[Start]

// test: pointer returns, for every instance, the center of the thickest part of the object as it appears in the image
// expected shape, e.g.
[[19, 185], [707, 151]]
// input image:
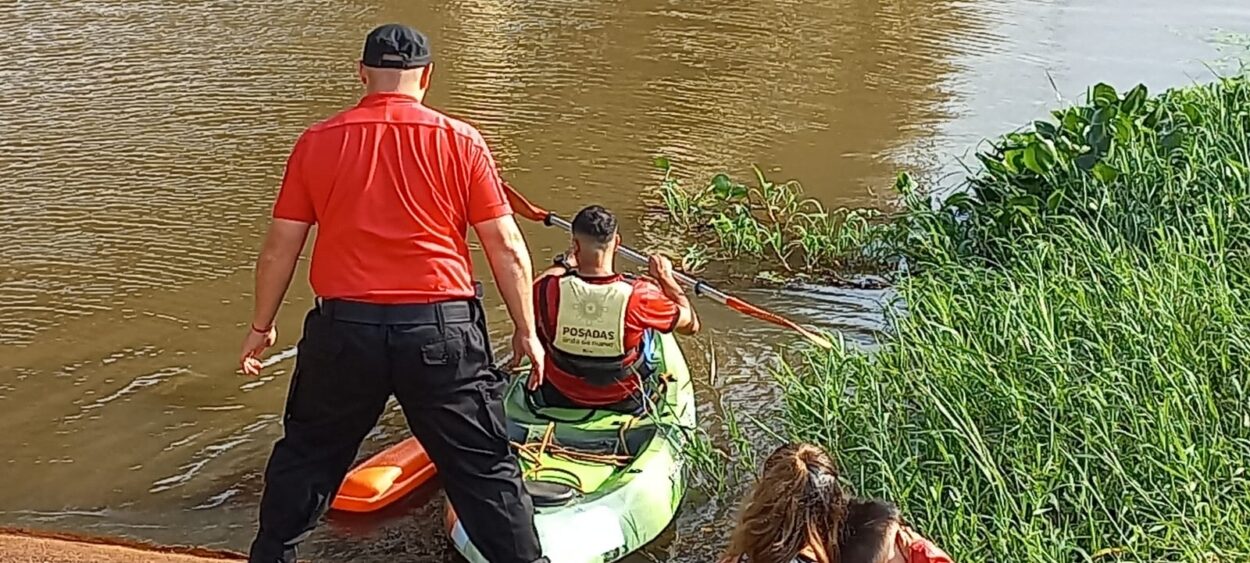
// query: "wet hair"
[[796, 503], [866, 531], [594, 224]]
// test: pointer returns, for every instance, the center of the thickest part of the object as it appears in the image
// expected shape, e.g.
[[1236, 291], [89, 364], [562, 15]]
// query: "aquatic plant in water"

[End]

[Exercise prompt] Repeat the data above line for line, leaving out the pictures.

[Problem solution]
// test: pointer returns, for every instance, the center of the thickest part of the object as it appears in the image
// expected shape, e.g.
[[19, 185], [707, 151]]
// input image:
// query: "wet hair"
[[796, 503], [866, 531], [594, 224]]
// test: pointer returns, for every instance, the center of the thickest part of the object as it appears in the image
// expected shape, e.g.
[[1236, 291], [89, 364], [562, 15]]
// query: "aquatic plant in water"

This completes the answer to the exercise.